_Aim_. Copy out the forum thread on residual connections below, word for word and in full.

_Given text_.
=======

Comment by gwern

Comment by gwern 11 hours ago

> Note again that a residual connection is not just an arbitrary shortcut connection or skip connection (e.g., 1988)[LA88][SEG1-3] from one layer to another! No, its weight must be 1.0, like in the 1997 LSTM, or in the 1999 initialized LSTM, or the initialized Highway Net, or the ResNet. If the weight had some other arbitrary real value far from 1.0, then the vanishing/exploding gradient problem[VAN1] would raise its ugly head, unless it was under control by an initially open gate that learns when to keep or temporarily remove the connection's residual property, like in the 1999 initialized LSTM, or the initialized Highway Net.

After reading Lang & Witbrock 1988 https://gwern.net/doc/ai/nn/fully-connected/1988-lang.pdf I'm not sure how convincing I find this explanation.

imtringued 9 hours ago

For residual networks with an infinite number of layers it is absolutely correct. For a residual network with finite layers, you can get away with any non zero constant weight as long as the weight chosen appropriately for the fixed network depth. The problem is simply c^n gives you very big or very small numbers for large n and large deviations from 1.

Now let me address the other possibility that you are talking about: what if residual connections aren't necessary? What if there is another way? What are the criteria necessary to avoid exploding or vanishing gradient or slow learning in the absence of both?

For that we need to first know why residual connections work. There is no way around calculating the back propagation formula by hand, but there is an easy trick to make it simple. We don't care about the number of parameters in the network, we only care about the flow of the gradient. So just have a single input and output with hidden size 1 and two hidden layers.

=======

_Dataset content_.

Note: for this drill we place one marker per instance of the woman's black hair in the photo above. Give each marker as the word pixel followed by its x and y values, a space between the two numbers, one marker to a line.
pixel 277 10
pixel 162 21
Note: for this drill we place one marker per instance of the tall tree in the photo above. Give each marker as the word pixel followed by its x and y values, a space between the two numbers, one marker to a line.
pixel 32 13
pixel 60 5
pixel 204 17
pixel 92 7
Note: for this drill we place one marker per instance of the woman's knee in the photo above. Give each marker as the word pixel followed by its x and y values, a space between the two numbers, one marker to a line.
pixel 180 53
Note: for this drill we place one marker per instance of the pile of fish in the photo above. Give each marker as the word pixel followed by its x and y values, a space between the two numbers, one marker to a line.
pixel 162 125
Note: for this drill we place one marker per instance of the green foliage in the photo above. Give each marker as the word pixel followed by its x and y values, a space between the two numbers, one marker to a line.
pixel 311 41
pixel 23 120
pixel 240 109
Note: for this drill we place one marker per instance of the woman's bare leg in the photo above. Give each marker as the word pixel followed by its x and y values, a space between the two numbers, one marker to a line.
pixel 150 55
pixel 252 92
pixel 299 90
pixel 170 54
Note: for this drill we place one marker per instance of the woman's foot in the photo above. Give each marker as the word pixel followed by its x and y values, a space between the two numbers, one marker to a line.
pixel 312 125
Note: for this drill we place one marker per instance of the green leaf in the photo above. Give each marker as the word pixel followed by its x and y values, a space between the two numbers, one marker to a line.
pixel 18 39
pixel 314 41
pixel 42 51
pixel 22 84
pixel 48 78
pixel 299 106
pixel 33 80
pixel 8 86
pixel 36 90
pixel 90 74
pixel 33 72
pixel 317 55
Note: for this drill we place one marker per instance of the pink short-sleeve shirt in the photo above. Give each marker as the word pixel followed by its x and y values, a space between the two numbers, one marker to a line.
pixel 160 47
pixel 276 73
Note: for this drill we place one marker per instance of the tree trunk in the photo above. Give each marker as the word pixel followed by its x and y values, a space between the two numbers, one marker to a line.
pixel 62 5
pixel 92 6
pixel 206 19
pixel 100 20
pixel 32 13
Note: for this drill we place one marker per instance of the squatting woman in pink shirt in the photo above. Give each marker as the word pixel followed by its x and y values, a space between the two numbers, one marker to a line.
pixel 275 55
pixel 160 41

=======

_Final answer_.
Comment by gwern

Comment by gwern 11 hours ago

> Note again that a residual connection is not just an arbitrary shortcut connection or skip connection (e.g., 1988)[LA88][SEG1-3] from one layer to another! No, its weight must be 1.0, like in the 1997 LSTM, or in the 1999 initialized LSTM, or the initialized Highway Net, or the ResNet. If the weight had some other arbitrary real value far from 1.0, then the vanishing/exploding gradient problem[VAN1] would raise its ugly head, unless it was under control by an initially open gate that learns when to keep or temporarily remove the connection's residual property, like in the 1999 initialized LSTM, or the initialized Highway Net.

After reading Lang & Witbrock 1988 https://gwern.net/doc/ai/nn/fully-connected/1988-lang.pdf I'm not sure how convincing I find this explanation.

imtringued 9 hours ago

For residual networks with an infinite number of layers it is absolutely correct. For a residual network with finite layers, you can get away with any non zero constant weight as long as the weight chosen appropriately for the fixed network depth. The problem is simply c^n gives you very big or very small numbers for large n and large deviations from 1.

Now let me address the other possibility that you are talking about: what if residual connections aren't necessary? What if there is another way? What are the criteria necessary to avoid exploding or vanishing gradient or slow learning in the absence of both?

For that we need to first know why residual connections work. There is no way around calculating the back propagation formula by hand, but there is an easy trick to make it simple. We don't care about the number of parameters in the network, we only care about the flow of the gradient. So just have a single input and output with hidden size 1 and two hidden layers.